## Passage given
================================

Wednesday, 20 May 2009

Four-year-old failed for wanting his Daddy

Dulwich, leafy well-off south London enclave, for me is now associated with vainglorious attempts to frontally assault bastions of educational privilege. The first attempt, one cold January afternoon. Applying for a place at the heavily over-subscribed state primary school. Armed with birth certificate, multiple proofs of residence, knowing that the catchment area is the size of a coin. Unsurprisingly we don't get a place.

Now, trying to get our four-year-old into a 'chance' vacancy at a mostly girls private prep school which we can't afford. Welcome to Fantasy Island. A detached Victorian house just off the south circular, the school photographs in reception show a school body that is 95% white with a dash of light brown. Definitely not representative of south London.

The other parents arrive. Two dads in identikit grey suits, six mothers. All have little girls, most in uniforms of Dulwich College's kindergarten. Another part of the private school archipelago.

The receptionist has a nervy busy-ness about her and tells me that 'no, you won't be able to stay in the classroom during the assessment.' I'm to leave the school, have a coffee, then come back.

================================

## Data entries
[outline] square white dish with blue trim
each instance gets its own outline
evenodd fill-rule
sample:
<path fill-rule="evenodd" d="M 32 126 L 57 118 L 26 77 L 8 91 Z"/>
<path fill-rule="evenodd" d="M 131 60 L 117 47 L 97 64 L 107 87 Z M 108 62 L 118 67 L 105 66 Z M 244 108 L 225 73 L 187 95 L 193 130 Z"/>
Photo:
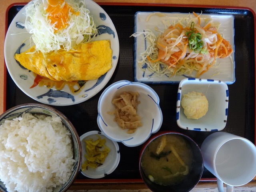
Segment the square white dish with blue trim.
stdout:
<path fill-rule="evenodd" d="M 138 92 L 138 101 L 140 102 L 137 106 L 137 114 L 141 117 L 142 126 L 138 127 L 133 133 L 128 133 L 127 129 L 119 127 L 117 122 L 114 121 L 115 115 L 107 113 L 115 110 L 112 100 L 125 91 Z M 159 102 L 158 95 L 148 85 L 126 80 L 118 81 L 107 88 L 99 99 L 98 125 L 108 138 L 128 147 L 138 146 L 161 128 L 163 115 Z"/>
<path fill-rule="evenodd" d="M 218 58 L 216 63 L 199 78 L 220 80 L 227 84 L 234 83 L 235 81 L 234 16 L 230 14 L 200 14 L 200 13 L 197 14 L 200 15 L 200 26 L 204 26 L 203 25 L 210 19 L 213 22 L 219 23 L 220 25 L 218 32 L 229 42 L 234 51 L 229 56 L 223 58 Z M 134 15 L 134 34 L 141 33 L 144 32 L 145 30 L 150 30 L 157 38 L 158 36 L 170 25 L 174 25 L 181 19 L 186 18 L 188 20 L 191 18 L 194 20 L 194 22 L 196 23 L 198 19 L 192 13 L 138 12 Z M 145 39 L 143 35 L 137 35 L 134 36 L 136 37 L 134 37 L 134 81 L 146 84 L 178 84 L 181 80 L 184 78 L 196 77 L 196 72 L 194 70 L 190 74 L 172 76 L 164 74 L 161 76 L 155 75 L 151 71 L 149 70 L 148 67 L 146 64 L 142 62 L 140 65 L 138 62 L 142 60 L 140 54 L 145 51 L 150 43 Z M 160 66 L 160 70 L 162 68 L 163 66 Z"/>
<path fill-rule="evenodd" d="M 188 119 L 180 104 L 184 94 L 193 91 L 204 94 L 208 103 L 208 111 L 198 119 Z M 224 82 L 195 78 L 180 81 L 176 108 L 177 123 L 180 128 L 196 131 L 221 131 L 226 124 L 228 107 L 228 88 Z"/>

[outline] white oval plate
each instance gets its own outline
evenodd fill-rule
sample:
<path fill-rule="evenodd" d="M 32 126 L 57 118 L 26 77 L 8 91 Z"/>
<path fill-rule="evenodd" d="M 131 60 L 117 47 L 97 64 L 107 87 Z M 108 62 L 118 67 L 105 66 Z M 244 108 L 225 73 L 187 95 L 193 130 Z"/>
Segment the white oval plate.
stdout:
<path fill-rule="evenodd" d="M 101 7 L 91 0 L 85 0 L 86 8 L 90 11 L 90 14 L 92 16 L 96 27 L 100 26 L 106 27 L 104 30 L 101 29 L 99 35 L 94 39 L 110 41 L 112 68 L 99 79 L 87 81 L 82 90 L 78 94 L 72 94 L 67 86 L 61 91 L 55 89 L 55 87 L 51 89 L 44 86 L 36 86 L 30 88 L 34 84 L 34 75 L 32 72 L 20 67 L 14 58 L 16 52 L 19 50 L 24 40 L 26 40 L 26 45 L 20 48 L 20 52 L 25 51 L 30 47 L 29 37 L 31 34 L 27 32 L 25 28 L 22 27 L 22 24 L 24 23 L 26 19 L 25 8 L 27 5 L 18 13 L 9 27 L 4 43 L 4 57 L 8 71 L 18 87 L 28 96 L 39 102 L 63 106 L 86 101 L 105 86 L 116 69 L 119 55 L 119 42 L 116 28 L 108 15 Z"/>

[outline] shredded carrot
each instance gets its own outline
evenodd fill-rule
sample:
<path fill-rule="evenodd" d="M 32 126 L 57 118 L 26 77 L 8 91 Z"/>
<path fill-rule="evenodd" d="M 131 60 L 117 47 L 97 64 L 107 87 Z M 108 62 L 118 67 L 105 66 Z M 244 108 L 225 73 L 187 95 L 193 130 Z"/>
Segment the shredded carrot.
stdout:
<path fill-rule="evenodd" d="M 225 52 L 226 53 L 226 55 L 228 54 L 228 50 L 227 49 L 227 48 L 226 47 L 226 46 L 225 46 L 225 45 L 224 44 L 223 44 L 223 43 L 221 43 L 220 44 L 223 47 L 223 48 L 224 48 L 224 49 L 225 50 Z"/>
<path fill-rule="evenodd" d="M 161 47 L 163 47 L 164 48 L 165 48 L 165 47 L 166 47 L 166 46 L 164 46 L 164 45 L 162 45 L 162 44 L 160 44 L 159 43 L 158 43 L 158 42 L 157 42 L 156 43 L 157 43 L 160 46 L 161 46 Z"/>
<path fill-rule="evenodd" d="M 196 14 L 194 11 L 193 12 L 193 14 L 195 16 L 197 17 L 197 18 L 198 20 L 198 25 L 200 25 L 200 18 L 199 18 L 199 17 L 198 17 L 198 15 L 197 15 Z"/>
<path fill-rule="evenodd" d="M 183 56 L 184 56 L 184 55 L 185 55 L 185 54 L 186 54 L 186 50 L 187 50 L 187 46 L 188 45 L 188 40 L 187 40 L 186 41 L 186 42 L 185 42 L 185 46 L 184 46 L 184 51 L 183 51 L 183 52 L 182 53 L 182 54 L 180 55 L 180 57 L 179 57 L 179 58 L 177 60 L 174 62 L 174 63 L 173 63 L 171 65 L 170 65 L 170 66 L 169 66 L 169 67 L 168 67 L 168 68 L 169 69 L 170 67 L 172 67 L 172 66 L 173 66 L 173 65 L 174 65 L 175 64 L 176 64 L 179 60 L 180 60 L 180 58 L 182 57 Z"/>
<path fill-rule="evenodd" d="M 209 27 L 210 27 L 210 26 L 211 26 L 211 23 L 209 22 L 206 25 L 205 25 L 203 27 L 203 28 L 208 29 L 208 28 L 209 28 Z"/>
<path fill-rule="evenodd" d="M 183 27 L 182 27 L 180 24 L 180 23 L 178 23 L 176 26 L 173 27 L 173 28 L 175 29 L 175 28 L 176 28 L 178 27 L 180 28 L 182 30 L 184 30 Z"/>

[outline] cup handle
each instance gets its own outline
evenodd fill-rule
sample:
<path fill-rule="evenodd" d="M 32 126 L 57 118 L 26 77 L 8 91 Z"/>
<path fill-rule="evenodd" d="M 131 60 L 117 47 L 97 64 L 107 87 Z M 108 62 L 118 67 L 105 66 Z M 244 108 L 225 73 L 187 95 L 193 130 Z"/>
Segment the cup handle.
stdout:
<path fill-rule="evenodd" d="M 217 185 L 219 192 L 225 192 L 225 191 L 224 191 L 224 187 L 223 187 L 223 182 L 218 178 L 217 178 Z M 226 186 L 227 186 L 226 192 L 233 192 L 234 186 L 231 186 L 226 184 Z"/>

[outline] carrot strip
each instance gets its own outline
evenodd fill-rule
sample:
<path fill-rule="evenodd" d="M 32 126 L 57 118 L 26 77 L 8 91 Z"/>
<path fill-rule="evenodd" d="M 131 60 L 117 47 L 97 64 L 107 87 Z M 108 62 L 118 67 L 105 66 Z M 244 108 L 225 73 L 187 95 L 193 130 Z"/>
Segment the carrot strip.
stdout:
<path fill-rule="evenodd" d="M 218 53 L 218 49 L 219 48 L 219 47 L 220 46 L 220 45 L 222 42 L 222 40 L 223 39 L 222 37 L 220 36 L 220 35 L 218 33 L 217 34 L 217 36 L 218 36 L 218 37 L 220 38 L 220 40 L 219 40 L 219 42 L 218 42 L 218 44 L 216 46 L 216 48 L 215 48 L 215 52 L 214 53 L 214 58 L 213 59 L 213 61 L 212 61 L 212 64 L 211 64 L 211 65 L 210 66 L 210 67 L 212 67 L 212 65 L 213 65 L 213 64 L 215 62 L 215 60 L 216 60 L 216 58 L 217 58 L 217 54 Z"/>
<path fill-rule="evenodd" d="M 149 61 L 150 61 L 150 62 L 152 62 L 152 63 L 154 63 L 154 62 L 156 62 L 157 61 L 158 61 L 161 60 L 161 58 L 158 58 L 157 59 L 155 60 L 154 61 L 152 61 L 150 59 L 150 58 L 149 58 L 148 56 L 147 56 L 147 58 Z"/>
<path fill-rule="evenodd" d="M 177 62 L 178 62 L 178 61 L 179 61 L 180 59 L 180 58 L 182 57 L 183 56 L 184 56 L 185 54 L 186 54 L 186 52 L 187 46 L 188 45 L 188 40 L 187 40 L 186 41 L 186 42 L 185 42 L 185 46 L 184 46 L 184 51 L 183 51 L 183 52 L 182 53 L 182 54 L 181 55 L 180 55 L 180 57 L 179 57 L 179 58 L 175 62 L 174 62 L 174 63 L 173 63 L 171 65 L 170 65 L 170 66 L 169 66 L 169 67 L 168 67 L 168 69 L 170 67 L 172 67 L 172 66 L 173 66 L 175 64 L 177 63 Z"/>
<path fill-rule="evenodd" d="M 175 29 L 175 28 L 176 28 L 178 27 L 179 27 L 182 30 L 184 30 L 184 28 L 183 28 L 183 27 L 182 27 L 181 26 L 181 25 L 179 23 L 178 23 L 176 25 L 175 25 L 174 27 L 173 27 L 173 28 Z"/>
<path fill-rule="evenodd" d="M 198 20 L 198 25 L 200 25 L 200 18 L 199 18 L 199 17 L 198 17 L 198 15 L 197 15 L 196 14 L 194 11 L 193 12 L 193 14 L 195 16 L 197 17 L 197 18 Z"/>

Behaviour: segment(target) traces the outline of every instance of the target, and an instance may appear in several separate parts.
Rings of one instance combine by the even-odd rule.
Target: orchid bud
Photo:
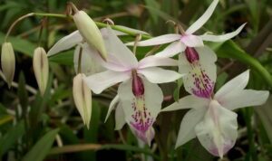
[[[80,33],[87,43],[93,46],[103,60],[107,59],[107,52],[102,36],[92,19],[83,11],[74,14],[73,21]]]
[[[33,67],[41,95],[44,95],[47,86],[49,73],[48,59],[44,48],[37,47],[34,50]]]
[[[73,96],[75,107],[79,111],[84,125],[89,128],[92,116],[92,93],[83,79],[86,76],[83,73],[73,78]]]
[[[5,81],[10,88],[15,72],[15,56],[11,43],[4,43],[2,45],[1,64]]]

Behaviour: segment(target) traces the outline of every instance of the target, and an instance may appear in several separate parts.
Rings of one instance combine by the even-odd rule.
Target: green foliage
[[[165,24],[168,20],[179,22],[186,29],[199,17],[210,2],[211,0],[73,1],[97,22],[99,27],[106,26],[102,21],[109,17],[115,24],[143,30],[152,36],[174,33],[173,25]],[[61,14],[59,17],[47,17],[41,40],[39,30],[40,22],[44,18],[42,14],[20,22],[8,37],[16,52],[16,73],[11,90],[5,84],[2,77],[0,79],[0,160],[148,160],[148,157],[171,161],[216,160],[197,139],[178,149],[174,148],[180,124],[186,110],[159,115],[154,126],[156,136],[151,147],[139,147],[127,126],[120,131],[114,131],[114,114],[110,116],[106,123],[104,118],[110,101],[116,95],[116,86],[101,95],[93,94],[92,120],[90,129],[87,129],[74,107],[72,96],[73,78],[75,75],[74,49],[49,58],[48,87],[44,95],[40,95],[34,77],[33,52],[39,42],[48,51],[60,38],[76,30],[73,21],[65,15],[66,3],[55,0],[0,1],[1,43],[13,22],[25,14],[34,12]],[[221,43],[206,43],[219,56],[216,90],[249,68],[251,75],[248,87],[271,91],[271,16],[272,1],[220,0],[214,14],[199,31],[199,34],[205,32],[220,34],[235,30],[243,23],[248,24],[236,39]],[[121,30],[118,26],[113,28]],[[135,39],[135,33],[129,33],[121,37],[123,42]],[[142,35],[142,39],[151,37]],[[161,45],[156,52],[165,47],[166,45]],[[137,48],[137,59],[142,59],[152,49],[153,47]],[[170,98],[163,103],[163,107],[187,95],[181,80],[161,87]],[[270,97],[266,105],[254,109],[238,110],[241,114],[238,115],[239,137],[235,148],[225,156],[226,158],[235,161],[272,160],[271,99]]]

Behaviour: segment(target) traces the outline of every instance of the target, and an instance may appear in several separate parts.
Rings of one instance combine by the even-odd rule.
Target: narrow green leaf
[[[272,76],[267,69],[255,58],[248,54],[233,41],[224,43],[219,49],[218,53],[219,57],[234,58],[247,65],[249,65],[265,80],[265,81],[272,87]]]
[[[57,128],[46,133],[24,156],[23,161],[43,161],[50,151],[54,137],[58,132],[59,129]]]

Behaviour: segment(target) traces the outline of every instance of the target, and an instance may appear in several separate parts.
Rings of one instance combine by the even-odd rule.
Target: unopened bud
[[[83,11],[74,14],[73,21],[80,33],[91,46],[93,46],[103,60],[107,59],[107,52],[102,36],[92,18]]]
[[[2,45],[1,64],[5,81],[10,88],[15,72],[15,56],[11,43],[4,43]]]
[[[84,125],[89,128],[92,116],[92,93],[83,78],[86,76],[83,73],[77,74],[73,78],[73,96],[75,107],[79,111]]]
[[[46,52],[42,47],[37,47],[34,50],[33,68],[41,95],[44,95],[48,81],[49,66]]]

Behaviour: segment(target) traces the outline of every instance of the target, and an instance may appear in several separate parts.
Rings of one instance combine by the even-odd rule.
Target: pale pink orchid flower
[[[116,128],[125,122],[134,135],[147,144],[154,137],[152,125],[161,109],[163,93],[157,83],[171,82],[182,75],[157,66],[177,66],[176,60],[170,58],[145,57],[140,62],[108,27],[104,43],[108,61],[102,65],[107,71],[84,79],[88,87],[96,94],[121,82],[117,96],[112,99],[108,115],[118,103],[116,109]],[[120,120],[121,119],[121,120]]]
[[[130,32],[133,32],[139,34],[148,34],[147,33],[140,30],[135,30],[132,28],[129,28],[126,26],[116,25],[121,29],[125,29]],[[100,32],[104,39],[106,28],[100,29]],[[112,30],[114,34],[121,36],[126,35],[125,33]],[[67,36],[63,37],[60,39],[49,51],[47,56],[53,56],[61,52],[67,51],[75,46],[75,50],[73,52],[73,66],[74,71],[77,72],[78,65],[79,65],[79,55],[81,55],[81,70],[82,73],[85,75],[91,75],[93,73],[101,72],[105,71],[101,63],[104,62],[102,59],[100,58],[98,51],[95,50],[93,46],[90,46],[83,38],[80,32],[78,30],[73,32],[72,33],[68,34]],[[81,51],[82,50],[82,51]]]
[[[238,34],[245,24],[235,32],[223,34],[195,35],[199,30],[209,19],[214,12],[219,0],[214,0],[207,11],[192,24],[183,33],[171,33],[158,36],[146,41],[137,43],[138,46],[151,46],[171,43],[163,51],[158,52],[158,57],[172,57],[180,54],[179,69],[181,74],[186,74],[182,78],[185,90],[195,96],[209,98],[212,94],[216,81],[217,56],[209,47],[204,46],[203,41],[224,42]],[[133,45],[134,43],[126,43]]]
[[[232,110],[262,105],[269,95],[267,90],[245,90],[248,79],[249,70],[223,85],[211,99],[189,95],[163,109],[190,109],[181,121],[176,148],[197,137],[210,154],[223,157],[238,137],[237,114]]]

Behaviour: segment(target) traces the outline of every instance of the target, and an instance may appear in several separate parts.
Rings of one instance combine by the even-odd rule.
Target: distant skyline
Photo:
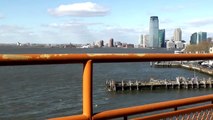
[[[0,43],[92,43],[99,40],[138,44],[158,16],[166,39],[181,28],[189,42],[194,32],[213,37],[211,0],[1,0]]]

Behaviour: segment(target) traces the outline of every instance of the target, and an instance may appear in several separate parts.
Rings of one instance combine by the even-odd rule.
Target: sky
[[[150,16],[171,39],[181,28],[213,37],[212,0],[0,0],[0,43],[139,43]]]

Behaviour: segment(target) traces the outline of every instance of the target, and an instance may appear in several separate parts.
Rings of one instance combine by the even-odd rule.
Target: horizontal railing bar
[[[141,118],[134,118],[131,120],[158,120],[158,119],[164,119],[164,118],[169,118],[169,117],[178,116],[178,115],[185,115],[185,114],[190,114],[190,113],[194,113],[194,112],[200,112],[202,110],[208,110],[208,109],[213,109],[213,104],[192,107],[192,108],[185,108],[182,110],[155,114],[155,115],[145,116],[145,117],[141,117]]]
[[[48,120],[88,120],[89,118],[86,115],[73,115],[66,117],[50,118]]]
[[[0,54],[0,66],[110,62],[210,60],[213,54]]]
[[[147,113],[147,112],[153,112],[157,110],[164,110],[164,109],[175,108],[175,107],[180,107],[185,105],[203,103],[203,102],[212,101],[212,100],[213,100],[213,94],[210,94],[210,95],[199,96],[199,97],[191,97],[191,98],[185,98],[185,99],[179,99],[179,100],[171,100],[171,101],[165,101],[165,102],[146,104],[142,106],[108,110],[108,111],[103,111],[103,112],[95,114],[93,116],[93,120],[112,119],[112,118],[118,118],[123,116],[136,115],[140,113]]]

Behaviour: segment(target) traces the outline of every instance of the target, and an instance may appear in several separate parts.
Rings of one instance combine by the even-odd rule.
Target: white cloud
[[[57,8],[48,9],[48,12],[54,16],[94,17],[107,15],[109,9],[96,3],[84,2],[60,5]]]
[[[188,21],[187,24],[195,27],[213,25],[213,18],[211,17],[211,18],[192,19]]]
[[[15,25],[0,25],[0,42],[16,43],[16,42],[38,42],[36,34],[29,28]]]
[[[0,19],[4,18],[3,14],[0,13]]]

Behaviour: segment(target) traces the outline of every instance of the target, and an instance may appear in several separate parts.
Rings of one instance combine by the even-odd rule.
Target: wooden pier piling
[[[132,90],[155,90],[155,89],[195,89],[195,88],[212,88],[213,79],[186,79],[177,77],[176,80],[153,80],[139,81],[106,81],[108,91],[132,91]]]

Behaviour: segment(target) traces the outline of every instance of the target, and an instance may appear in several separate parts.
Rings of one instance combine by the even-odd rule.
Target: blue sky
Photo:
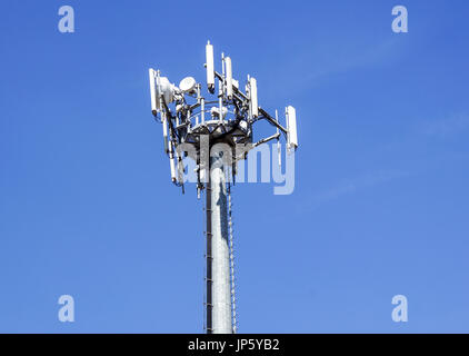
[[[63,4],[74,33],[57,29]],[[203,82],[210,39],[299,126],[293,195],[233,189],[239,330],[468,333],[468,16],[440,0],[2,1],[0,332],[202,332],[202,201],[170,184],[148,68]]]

================================

## Tasks for this exercise
a – In the blog post, what share of the school body in the reception photographs is white?
b – Extract each line of the records containing the word "dish".
The blog post and the records come from unrelated sources.

## Solutions per task
a – 95% of the school body is white.

b –
[outline] square white dish with blue trim
Segment the square white dish with blue trim.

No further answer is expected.